*** DATA SECTION

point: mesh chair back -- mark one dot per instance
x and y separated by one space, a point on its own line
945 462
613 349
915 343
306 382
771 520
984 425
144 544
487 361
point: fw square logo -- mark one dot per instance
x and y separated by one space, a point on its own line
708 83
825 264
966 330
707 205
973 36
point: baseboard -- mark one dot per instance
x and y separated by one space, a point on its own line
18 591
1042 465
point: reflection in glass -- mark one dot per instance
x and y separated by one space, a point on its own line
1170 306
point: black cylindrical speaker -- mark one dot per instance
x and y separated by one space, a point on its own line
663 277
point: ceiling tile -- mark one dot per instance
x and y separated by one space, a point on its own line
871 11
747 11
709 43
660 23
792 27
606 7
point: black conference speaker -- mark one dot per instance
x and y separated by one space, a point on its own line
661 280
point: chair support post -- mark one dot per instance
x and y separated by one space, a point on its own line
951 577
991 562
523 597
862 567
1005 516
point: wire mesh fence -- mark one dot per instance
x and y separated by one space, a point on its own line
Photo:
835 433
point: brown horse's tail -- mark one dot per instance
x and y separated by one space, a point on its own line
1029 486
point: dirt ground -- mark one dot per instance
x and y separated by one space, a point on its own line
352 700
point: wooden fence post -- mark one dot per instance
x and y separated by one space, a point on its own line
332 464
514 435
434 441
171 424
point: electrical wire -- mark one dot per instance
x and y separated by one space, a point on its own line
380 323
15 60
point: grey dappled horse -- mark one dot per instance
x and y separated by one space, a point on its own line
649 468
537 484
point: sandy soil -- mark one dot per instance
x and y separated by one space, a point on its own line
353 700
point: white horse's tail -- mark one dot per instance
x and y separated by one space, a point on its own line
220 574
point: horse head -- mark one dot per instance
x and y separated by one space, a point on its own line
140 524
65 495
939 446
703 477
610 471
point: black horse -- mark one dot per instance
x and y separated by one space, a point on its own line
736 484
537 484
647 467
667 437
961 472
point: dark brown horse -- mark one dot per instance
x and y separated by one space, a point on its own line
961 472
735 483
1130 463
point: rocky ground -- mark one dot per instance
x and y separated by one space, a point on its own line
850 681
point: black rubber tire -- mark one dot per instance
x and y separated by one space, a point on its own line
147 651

******

**THE TASK**:
Print the lines above from the one with "point: ceiling tile" through the one with "point: dirt ground", both included, exactly as written and nothing more.

**SOLUTION TO THIS TASK**:
point: ceiling tile -- mark one dot per instance
x and y separated by one space, a point on its own line
871 11
747 11
709 43
660 23
792 27
606 7
point: black conference speaker -- mark one dot per instance
x and y separated by one space, a point on its own line
661 280
point: chair support post -- mark one dot per instance
x and y separated by one space, a point on its own line
951 577
991 562
523 597
862 567
1005 516
point: wire mesh fence -- mark one dot per instance
x and y separated by one space, a point on its own line
Photo:
835 433
point: brown horse's tail -- mark one dot per instance
x and y separated by one space, a point on its own line
1029 486
point: dirt ground -- mark one dot per instance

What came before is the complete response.